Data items

====

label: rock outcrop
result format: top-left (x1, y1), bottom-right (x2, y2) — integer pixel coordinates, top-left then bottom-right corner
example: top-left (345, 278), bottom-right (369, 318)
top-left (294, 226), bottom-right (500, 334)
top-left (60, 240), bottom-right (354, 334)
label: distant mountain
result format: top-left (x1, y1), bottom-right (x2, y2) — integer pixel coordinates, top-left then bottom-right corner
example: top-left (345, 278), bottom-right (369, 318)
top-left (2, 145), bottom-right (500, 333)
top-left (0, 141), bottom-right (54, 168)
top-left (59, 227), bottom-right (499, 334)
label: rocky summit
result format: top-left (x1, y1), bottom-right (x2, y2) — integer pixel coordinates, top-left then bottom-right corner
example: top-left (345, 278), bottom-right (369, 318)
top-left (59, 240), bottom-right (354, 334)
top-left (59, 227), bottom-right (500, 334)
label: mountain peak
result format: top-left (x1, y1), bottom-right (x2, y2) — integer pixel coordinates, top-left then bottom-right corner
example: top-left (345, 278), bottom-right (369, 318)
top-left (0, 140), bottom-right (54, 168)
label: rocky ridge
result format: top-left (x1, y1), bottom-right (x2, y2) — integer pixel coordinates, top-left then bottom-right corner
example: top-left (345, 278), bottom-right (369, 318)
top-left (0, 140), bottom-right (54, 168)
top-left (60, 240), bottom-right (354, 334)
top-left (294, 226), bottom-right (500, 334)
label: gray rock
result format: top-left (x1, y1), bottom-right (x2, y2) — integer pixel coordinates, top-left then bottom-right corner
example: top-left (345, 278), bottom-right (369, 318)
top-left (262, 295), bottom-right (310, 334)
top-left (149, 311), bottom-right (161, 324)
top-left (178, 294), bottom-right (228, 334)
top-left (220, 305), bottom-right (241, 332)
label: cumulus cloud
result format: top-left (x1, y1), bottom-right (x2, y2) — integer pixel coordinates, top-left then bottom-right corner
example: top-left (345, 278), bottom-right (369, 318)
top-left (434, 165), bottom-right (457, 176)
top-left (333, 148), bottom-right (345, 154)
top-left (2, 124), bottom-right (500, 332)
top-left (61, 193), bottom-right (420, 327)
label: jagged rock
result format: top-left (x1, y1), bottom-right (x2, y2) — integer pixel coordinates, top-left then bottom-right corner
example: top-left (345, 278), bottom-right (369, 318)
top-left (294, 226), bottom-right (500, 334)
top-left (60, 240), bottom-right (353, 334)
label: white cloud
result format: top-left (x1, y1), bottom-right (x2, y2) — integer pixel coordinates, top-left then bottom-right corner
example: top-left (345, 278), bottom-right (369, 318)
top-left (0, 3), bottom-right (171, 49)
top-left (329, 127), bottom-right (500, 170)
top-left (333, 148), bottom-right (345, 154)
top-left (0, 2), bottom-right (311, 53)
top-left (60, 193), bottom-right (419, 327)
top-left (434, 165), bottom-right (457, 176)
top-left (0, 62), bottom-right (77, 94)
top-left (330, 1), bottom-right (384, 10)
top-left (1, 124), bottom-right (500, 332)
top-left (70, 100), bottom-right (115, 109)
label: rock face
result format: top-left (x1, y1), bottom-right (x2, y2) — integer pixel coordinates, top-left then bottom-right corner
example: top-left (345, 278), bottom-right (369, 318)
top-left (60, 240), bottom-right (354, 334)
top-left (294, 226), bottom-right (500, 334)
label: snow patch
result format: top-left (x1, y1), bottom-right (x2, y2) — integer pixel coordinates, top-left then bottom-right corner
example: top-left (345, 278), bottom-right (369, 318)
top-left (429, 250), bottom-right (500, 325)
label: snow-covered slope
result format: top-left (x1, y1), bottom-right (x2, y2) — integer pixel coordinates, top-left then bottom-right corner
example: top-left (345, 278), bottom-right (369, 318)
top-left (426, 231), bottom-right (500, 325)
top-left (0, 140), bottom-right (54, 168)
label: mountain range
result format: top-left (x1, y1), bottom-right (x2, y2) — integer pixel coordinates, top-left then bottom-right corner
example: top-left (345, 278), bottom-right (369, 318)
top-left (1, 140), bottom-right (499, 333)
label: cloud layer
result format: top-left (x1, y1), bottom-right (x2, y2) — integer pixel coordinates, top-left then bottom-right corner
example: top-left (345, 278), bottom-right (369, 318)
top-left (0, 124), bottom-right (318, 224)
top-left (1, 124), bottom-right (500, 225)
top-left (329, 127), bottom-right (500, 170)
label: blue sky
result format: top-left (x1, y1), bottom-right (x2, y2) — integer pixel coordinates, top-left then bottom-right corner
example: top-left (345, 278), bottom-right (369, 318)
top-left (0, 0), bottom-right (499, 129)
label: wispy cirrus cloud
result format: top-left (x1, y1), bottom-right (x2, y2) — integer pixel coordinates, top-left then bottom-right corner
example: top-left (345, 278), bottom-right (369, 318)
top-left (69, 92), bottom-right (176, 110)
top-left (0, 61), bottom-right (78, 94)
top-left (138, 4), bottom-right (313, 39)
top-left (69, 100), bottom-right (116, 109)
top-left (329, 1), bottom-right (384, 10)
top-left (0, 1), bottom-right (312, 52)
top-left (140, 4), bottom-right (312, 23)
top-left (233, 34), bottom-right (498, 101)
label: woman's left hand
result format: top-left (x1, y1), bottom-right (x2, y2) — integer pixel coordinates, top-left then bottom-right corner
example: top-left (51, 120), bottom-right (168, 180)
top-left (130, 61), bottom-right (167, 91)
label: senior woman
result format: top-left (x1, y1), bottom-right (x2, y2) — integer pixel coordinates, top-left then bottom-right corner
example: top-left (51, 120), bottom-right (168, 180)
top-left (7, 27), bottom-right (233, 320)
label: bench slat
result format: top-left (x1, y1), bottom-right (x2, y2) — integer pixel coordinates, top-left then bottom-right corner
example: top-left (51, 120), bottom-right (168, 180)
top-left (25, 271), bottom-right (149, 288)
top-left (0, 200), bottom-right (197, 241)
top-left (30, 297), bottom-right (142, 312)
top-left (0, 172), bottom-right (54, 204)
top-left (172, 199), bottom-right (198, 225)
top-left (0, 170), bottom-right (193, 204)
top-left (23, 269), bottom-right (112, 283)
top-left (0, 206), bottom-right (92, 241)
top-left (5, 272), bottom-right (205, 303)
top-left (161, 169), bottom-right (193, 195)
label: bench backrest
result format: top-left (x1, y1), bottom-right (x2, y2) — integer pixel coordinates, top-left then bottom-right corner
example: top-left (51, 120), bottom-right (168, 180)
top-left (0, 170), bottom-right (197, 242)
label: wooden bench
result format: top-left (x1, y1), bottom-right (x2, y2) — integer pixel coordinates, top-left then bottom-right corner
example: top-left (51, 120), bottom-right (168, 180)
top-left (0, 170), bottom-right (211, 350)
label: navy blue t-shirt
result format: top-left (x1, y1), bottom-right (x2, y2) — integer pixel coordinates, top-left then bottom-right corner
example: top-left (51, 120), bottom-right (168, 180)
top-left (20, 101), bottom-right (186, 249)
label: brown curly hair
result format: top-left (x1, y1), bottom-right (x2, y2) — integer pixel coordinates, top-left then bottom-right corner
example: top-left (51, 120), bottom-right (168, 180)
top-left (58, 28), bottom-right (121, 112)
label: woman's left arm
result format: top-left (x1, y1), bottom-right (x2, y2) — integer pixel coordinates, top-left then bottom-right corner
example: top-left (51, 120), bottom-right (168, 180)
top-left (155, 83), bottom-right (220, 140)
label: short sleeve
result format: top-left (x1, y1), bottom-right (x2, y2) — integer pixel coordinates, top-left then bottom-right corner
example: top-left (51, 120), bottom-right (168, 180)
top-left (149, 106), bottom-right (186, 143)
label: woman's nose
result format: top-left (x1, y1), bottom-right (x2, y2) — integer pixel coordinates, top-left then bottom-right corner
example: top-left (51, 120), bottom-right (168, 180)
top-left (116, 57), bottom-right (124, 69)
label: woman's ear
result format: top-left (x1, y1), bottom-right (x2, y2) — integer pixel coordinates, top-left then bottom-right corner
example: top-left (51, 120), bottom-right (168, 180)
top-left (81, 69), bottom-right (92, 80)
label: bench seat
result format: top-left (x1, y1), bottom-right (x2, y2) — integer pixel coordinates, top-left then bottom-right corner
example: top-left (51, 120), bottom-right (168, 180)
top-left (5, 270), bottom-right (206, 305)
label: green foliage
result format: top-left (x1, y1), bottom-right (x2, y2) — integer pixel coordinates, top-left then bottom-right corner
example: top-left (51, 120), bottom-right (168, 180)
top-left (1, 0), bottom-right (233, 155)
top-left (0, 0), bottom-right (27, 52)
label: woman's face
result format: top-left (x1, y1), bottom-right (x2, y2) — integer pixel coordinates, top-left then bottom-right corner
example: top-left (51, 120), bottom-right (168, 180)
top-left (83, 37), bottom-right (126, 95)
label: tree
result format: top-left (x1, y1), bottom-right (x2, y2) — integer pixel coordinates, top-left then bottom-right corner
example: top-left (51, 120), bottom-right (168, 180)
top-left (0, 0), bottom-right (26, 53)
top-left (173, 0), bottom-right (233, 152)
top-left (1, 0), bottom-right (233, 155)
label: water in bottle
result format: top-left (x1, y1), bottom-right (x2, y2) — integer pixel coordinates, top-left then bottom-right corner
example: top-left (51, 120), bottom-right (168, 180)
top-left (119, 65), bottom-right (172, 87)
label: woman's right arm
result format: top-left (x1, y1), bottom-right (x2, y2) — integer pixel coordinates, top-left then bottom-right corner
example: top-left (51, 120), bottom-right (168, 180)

====

#### AIM OF THE TASK:
Copy word for word the stretch of entries above from the line that has "label: snow-covered slope" through the line that has "label: mountain range", both ends included, and nothing outside it.

#### ANSWER BOX:
label: snow-covered slope
result format: top-left (x1, y1), bottom-right (x2, y2) — integer pixel coordinates, top-left then bottom-right corner
example: top-left (345, 278), bottom-right (369, 318)
top-left (426, 231), bottom-right (500, 325)
top-left (0, 140), bottom-right (54, 168)
label: mountain range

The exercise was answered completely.